-- YOUR TASK --
Return the lines below exactly, starting with the line that contains "Mark the doorway" and stopping after the last line.
++++ MATERIAL PROVIDED
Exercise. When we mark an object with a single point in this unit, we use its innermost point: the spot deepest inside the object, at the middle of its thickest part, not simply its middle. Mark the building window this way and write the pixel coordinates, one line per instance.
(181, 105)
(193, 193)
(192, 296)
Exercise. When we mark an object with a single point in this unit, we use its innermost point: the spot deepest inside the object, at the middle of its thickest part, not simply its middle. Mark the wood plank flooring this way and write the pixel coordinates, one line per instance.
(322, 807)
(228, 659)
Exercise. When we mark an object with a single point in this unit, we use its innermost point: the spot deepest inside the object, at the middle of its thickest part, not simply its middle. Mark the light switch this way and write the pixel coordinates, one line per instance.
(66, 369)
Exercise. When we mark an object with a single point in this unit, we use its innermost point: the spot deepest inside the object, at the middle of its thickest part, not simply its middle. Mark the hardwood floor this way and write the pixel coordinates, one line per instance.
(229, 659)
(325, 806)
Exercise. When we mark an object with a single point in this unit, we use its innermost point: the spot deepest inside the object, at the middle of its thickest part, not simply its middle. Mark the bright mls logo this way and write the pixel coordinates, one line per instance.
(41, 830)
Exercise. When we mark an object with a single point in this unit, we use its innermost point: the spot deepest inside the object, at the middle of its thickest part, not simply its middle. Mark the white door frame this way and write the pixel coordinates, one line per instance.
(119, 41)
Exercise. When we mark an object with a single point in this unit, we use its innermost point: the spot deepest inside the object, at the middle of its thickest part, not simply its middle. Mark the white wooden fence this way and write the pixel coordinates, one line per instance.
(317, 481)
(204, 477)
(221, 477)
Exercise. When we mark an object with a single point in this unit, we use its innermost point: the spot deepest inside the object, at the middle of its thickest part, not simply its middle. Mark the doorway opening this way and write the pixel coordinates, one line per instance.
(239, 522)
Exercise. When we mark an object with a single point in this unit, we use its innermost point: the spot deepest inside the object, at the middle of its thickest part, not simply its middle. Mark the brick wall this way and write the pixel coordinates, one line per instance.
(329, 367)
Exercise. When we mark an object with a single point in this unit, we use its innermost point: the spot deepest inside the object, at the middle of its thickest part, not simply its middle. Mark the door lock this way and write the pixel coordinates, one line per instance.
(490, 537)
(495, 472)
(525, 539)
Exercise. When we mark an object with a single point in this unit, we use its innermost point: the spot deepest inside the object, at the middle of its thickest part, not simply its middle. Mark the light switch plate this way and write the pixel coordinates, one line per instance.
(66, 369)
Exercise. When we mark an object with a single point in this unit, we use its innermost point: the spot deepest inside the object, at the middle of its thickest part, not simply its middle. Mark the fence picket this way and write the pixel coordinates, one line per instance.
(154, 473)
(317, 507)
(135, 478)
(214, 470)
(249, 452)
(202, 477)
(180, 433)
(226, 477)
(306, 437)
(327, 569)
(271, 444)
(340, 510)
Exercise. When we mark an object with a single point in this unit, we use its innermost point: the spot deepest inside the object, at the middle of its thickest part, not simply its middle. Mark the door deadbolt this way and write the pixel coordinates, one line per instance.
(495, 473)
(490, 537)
++++++++
-- PROBLEM SOLUTION --
Exercise. When we mark an object with a single point in this unit, we use its innermost point: the spot deepest inside the object, at the middle of its thickest part, not simply its middle. Mark the doorway opening this way and write the pixel coordinates, one line per instance.
(239, 522)
Exercise. When we mark an object with a single point in this unit, we use its innermost point: the spot deepest inside the object, at the middle of its thickest part, not simply its middle. Mark the brick wall this way and write the pixel coordinates, one line per instance.
(329, 367)
Exercise. When we mark an object with a single point in this unit, we use its innermost point: the spot deepest inside the object, at the middle of its thickest part, not simply its middle. Mark the door lock this way and write the pixel coordinates, one line per instance.
(490, 537)
(495, 472)
(525, 539)
Exercise. When we mark an object with a single point in this unit, we use its innermost point: the spot deepest inside the object, at the middle of its thickest part, not simply its middle. Mark the light switch plate this way and write the pixel coordinates, one line per instance.
(66, 369)
Exercise. When we mark an object with a single point in this unit, we use its innermost point: the spot deepest inside the object, at the middle of its thickest part, not simply its middle. Mark the fence picket this way and write the pixel coordinates, one line per instance.
(154, 473)
(317, 507)
(135, 478)
(214, 470)
(249, 452)
(202, 477)
(180, 433)
(226, 477)
(306, 437)
(327, 569)
(271, 444)
(340, 510)
Exercise. When we mark an object with a single point in this unit, we use its innermost point: the spot deepest inside the object, at the middle of its thickest part, not simply its middle. Mark the door deadbolt this way and write the pixel coordinates, one line per instance.
(495, 473)
(490, 537)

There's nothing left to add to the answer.